Written request 1
From the biblical commentary below, return everything from "minish it, if" down to "So says Abulensis." without alteration.

3. ISRAEL HAS CAST AWAY (for) THE GOOD -- namely God, and His faith and religion. For God is every good, both His own and ours, so that each of us should rightly say with St. Francis: "My God, my love, and my all." Second, "Israel has cast away the good" of virtue and piety, as well as of My divinity. Therefore I likewise will cast him away and reject him from Me, and once this is done, "the enemy shall pursue him." He adds the first cause and source of evil, saying:


Verse 4: THEY THEMSELVES REIGNED, AND NOT FROM ME

4. THEY THEMSELVES REIGNED, AND NOT FROM ME. -- First, the people are here reproved for having created their own kings without consulting God, and schismatic ones at that: whence they immediately defected with them from God to the idols of the calves, and made a schism from the faith as well as from the house of David, III Kings XII. So say St. Jerome, Theophylactus, and Theodoret. Note here: For "reigned," the Hebrew and Chaldean is המליכו himlichu, that is, they made to reign, they set up kings for themselves. Wherefore Origen, homily 4 on the Book of Judges, and Cyprian, epistle 55, read: They set up a king for themselves, and

not through me; a prince, and not through my counsel; the Chaldean says more clearly: They created a king for themselves, and not by my decision; they set up princes for themselves, but not by my will. Moreover, Origen and St. Jerome think that Saul is reproved here, when the people asked Samuel for a king. For then God said to Samuel: "They have not rejected you, but Me, lest I reign over them." But this event was already obsolete and had been corrected through David, whom God Himself substituted for Saul and commanded to be anointed king by Samuel: nor was Saul the cause of schism and idolatry, but rather he kept both Judah and Israel in the worship of the one God.

Better therefore do the same St. Jerome, Cyril, Theodoret, Haymo, Lyranus, Hugh, and Ribera, with the Rabbis, judge that Jeroboam is reproved here; for he was created king by Israel and made a schism both from Rehoboam and the line of David, and from God, His worship, and His temple, by erecting golden calves in Dan and Bethel.

You will say: Jeroboam was designated king by God through the prophet Ahijah the Shilonite. For when the garment was torn into twelve pieces, Ahijah said to him: "Take ten pieces for yourself. For thus says the Lord: Behold, I will tear the kingdom from the hand of Solomon, and I will give you ten tribes." Wherefore Abulensis, on III Kings XII, Questions VIII and IX, judges that the ten tribes lawfully made the schism from Rehoboam and chose Jeroboam as king. His reason is: Because, he says, those tribes were free and the people were free; but Rehoboam wanted to reduce them to servitude and rule them as a tyrant, not as a king: therefore they could withdraw from him and create a new king for themselves. For the people or the commonwealth gave the empire over itself to princes and kings -- that is, the power and right of governing the people -- but under certain just conditions: whence they can also take it away from them, or di-

minish it, if they abuse it and become tyrants. For the people did not give themselves absolutely to the king, as one gives gold or a horse to a friend, so as to transfer all his right to him and never be able to revoke it; but with certain pacts intervening, among which the first is that he be justly governed by him, and that he be defended against enemies by him; and if the king neglects or violates this, the people can revoke the power they gave him and depose him from the kingdom. So says Abulensis.

Dataset
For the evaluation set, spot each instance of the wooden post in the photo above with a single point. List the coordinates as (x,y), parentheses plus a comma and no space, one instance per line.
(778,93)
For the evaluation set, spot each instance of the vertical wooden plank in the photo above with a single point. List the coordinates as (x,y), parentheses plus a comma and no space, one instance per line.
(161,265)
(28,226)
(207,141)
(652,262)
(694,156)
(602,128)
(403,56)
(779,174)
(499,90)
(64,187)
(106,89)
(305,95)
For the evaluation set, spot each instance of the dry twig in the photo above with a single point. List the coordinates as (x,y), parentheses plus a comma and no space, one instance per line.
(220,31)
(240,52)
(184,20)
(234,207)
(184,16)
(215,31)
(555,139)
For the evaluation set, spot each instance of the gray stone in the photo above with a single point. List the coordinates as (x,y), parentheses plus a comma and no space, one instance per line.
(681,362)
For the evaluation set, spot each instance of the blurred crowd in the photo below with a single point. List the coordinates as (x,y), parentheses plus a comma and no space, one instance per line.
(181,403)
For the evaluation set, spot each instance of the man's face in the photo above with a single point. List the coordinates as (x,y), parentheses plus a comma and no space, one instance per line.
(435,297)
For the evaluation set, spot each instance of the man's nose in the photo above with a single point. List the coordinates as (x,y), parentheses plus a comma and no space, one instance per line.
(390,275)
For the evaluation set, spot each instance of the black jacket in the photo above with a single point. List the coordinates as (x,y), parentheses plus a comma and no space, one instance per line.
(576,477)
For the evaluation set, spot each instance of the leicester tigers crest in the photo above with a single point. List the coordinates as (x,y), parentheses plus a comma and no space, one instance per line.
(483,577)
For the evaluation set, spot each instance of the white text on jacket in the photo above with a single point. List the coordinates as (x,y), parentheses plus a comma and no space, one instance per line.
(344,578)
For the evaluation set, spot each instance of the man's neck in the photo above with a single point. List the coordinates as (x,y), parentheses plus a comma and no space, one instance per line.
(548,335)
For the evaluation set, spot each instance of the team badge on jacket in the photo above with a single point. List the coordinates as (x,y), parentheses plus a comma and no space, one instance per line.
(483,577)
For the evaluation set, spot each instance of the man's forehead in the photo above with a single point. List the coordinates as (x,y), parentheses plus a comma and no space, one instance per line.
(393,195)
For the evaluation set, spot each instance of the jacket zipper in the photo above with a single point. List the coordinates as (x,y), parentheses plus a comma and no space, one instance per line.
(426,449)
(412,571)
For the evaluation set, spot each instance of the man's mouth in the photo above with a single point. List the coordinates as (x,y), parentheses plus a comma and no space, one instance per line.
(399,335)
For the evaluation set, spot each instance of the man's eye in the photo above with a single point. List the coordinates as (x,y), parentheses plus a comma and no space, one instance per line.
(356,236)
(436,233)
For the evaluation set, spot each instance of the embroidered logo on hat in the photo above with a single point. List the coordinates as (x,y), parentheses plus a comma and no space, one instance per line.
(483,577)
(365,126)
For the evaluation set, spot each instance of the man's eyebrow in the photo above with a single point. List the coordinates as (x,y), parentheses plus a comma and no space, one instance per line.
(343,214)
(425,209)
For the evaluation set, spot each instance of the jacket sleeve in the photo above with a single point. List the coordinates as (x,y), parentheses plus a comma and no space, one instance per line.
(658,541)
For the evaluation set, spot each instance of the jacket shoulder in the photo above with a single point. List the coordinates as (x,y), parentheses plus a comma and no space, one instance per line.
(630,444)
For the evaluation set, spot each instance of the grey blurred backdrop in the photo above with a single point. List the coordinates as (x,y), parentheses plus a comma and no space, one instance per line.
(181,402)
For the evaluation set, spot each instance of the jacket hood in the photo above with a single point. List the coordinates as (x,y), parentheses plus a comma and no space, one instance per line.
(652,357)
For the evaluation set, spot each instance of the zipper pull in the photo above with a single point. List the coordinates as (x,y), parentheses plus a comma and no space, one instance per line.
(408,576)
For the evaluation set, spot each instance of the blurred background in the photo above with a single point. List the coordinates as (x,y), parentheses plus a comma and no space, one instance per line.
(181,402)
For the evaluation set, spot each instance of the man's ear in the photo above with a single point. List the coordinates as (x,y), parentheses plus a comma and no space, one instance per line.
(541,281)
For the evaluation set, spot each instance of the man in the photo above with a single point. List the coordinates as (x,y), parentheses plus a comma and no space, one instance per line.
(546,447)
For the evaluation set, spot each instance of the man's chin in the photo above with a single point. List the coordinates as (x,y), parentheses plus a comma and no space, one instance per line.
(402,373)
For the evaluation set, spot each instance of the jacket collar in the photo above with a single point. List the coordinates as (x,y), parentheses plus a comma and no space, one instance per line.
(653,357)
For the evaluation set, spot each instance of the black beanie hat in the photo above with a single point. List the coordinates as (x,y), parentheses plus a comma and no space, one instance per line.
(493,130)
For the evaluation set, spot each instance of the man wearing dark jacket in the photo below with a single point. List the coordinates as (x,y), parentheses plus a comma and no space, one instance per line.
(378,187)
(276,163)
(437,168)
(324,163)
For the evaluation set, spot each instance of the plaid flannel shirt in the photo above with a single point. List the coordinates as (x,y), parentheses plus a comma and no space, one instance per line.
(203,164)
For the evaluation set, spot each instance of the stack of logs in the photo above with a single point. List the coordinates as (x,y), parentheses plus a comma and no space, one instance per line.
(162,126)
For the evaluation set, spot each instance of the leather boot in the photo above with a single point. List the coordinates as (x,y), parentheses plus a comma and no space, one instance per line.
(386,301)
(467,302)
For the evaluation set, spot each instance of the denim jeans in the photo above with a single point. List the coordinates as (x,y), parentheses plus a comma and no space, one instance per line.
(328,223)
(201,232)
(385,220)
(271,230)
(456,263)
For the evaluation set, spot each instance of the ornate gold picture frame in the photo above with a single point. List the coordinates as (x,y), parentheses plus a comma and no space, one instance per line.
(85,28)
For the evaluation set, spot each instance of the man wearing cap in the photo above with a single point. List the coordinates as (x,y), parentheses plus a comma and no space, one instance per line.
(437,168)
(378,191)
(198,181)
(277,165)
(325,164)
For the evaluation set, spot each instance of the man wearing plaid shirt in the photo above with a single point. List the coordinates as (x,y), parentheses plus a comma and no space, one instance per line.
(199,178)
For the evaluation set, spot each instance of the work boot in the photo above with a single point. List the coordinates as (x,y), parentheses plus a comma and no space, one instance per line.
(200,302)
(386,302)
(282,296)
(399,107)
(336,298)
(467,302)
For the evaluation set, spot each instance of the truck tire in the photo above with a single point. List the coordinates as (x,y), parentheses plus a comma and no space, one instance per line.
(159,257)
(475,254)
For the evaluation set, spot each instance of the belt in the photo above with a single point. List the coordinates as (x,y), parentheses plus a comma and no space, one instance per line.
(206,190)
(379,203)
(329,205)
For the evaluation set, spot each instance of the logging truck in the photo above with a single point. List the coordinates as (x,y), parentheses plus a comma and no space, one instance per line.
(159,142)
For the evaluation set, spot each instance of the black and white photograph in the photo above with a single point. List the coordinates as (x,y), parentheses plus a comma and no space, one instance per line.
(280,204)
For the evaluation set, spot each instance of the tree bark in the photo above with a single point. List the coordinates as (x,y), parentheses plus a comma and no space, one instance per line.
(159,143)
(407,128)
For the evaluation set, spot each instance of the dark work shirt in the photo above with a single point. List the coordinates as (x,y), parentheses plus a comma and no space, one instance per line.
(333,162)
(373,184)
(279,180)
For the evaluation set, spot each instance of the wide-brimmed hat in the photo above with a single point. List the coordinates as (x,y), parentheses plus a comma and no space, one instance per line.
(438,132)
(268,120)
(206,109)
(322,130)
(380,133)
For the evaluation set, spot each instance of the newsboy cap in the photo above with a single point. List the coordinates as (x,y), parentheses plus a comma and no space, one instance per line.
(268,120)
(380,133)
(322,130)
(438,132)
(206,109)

Written request 2
Select each line of the listing above that contains the string "dark", treating uppercase and lowercase letters as distinct.

Finished answer 1
minish it, if they abuse it and become tyrants. For the people did not give themselves absolutely to the king, as one gives gold or a horse to a friend, so as to transfer all his right to him and never be able to revoke it; but with certain pacts intervening, among which the first is that he be justly governed by him, and that he be defended against enemies by him; and if the king neglects or violates this, the people can revoke the power they gave him and depose him from the kingdom. So says Abulensis.

Finished answer 2
For the evaluation set, spot each instance of the man wearing dark jacket in the photo below with a single point. List the coordinates as (x,y), parentheses plus a comma and no space, one instance per line.
For the evaluation set, spot each instance of the dark work shirt in the photo above with a single point. List the coordinates as (x,y), parentheses plus a comma and no space, one instance per line.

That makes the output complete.